## [Dataset entries]
□ □ □ □ □ □ □
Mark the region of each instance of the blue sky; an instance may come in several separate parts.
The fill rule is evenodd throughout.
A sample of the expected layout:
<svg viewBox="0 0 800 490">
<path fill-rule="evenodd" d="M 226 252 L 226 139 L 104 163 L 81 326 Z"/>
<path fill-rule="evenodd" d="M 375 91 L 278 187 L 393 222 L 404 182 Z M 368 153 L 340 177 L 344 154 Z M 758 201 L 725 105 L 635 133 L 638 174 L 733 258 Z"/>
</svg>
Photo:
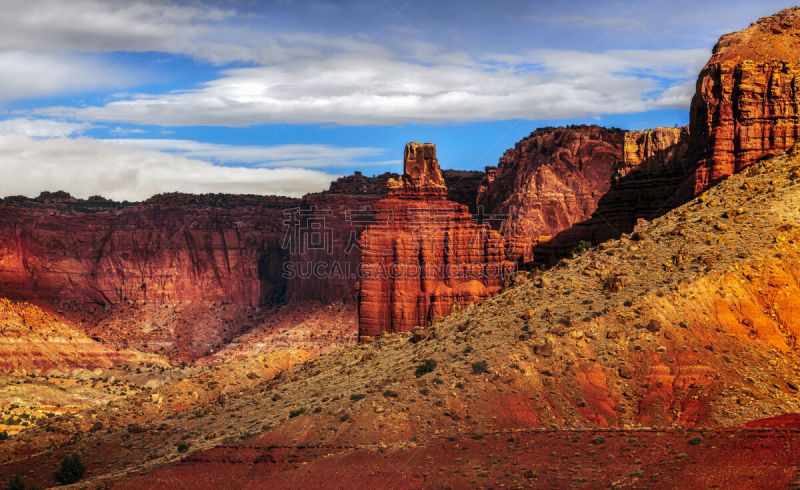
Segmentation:
<svg viewBox="0 0 800 490">
<path fill-rule="evenodd" d="M 2 0 L 0 0 L 2 1 Z M 299 196 L 482 170 L 533 129 L 688 123 L 697 72 L 773 1 L 3 1 L 0 195 Z"/>
</svg>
□ □ □ □ □ □ □
## [Task statement]
The lines to retype begin with the one containing "The fill rule is evenodd throughout." and end with the last line of the records. Reproduce them exactly and omit the pictures.

## [Answer below]
The fill rule is evenodd throughout.
A sample of the expected layout:
<svg viewBox="0 0 800 490">
<path fill-rule="evenodd" d="M 226 252 L 226 139 L 104 163 L 81 326 Z"/>
<path fill-rule="evenodd" d="M 375 91 L 278 187 L 393 222 L 404 182 Z M 368 153 L 340 177 L 344 154 Z M 758 201 L 725 105 L 635 133 L 638 174 L 733 258 Z"/>
</svg>
Photo:
Segmentation:
<svg viewBox="0 0 800 490">
<path fill-rule="evenodd" d="M 2 0 L 0 0 L 2 1 Z M 299 196 L 482 170 L 533 129 L 688 123 L 697 72 L 773 1 L 3 1 L 0 195 Z"/>
</svg>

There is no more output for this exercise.